Extracted data
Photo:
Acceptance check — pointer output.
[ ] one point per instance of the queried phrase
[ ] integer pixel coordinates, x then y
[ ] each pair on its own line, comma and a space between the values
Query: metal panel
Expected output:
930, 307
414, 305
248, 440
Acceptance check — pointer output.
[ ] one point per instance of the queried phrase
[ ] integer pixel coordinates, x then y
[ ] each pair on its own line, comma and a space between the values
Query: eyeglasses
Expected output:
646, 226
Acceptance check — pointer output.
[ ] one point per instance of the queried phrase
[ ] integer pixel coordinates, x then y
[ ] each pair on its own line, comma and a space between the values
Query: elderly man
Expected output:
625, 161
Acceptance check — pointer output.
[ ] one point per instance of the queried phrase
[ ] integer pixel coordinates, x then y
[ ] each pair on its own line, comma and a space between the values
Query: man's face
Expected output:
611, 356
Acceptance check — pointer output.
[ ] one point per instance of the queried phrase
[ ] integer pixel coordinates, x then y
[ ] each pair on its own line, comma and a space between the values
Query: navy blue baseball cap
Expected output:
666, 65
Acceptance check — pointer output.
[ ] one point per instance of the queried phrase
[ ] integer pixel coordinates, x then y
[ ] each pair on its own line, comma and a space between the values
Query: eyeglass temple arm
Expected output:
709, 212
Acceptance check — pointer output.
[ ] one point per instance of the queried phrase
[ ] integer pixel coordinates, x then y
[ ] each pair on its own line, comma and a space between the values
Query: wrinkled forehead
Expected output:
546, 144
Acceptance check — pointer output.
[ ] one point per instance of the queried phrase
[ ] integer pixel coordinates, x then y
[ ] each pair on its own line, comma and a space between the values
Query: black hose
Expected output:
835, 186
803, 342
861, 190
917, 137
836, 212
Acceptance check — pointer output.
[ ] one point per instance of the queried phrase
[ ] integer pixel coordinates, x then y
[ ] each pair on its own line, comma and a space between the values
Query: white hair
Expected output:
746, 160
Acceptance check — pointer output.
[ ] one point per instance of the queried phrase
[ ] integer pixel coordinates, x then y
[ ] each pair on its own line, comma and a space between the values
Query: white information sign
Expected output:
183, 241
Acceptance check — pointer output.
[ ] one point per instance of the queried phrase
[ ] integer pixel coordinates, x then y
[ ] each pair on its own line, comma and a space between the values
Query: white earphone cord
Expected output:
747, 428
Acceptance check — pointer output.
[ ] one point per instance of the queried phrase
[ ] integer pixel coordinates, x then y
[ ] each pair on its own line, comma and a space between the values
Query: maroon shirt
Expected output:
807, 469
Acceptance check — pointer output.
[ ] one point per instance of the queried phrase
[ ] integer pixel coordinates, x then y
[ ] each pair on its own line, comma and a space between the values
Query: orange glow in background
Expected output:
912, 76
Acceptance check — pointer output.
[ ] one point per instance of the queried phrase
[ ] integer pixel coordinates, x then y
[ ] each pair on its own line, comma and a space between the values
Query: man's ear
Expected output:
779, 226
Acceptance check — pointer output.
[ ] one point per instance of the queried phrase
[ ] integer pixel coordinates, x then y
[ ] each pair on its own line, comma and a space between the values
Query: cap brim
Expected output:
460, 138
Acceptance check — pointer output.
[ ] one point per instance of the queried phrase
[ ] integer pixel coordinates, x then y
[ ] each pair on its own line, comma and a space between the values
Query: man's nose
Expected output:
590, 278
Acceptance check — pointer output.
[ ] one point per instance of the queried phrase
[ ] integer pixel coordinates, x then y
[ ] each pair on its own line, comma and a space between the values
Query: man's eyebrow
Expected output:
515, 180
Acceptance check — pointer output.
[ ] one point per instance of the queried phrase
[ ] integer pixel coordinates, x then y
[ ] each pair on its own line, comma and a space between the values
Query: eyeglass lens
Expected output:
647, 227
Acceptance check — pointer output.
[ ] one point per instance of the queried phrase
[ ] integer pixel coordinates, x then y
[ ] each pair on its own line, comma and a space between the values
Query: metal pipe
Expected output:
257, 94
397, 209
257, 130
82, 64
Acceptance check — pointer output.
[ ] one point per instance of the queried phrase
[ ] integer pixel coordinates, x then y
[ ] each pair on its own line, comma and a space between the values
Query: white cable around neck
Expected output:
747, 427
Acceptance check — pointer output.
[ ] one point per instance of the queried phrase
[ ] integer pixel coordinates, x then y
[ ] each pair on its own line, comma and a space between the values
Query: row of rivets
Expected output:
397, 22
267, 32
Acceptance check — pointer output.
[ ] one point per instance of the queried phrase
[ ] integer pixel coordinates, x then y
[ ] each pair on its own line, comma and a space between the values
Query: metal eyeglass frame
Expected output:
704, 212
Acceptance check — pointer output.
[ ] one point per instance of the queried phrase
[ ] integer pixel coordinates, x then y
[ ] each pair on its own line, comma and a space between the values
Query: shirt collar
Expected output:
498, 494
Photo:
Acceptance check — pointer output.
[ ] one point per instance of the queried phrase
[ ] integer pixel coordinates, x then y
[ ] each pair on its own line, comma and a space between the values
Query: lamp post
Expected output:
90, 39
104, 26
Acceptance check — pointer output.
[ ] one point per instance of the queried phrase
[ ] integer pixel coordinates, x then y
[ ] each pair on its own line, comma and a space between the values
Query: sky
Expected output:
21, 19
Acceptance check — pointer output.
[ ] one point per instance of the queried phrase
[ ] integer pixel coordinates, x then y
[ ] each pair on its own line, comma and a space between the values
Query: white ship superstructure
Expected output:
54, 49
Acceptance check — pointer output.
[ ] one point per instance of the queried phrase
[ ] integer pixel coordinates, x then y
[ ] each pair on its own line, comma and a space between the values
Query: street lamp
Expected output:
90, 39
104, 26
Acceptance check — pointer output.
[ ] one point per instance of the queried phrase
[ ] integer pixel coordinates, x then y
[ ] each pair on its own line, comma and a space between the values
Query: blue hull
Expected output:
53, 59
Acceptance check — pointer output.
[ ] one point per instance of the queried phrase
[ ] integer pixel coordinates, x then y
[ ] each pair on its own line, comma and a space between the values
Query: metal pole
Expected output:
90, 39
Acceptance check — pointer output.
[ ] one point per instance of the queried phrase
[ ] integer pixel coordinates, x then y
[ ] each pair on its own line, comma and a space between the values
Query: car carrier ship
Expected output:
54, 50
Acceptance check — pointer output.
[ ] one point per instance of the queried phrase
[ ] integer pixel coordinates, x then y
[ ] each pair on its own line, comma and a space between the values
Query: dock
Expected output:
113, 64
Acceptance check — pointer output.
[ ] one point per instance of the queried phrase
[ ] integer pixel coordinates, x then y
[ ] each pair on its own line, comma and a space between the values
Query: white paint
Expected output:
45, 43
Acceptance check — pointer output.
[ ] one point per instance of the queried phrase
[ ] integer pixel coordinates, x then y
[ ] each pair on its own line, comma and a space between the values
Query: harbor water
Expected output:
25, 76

— JOB —
Collect every line of the data above that contains the string "metal", treating uppercase and lowercase as different.

— SOLUTION FOR THIS EXERCISE —
Query: metal panel
Query: metal pipe
Query: metal eyeglass frame
Query: metal pole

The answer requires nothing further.